Give the records back in full, exactly as they read.
-- start Information shown --
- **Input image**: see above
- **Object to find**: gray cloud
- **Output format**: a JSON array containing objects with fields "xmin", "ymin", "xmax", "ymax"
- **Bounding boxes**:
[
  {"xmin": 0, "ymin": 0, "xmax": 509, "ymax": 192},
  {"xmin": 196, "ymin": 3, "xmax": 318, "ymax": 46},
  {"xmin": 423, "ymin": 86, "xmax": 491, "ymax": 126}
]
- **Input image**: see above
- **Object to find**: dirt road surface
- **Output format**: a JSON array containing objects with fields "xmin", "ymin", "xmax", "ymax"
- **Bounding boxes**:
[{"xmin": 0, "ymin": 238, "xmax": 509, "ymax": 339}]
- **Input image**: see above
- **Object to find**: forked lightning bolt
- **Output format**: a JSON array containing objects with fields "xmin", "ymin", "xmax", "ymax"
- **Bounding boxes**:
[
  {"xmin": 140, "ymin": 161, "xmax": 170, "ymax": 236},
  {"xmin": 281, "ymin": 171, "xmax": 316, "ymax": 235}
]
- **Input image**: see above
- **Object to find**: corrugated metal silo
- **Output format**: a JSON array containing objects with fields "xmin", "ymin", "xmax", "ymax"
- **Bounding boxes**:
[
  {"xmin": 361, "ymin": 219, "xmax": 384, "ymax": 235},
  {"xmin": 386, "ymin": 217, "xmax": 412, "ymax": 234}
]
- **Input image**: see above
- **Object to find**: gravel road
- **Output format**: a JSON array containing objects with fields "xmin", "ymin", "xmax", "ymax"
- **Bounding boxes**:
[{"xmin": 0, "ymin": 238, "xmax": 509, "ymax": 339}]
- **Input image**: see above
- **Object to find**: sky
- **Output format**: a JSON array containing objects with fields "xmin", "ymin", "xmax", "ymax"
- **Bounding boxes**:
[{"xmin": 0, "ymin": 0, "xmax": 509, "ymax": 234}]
-- end Information shown --
- [Task response]:
- **Input image**: see above
- **Object to find**: gray cloud
- **Output format**: a JSON array containing objects with fields "xmin", "ymin", "xmax", "ymax"
- **Bounding boxes**:
[
  {"xmin": 0, "ymin": 0, "xmax": 509, "ymax": 192},
  {"xmin": 196, "ymin": 3, "xmax": 318, "ymax": 46},
  {"xmin": 423, "ymin": 86, "xmax": 491, "ymax": 126}
]
- **Input image**: see above
- **Object to find**: dirt road surface
- **Output format**: a JSON array containing objects with fields "xmin", "ymin", "xmax", "ymax"
- **Bounding boxes**:
[{"xmin": 0, "ymin": 238, "xmax": 509, "ymax": 339}]
- **Input image**: see above
- **Object to find**: forked lightning bolt
- **Output format**: a JSON array containing objects with fields "xmin", "ymin", "xmax", "ymax"
- **Bounding boxes**:
[
  {"xmin": 140, "ymin": 161, "xmax": 170, "ymax": 236},
  {"xmin": 281, "ymin": 171, "xmax": 316, "ymax": 235}
]
- **Input image**: see above
- **Object to find**: corrugated metal silo
- **Output format**: a JSON array containing objects with fields "xmin", "ymin", "xmax", "ymax"
- **Bounding boxes**:
[
  {"xmin": 361, "ymin": 219, "xmax": 384, "ymax": 235},
  {"xmin": 386, "ymin": 217, "xmax": 412, "ymax": 234}
]
- **Input image**: see above
- **Object to find**: gravel road
- **Output format**: a JSON array containing objects with fields "xmin", "ymin", "xmax", "ymax"
- **Bounding boxes**:
[{"xmin": 0, "ymin": 238, "xmax": 509, "ymax": 339}]
- **Input image**: see above
- **Object to find**: sky
- **Output format**: a JSON array containing objects with fields "xmin", "ymin", "xmax", "ymax"
- **Bounding boxes**:
[{"xmin": 0, "ymin": 0, "xmax": 509, "ymax": 234}]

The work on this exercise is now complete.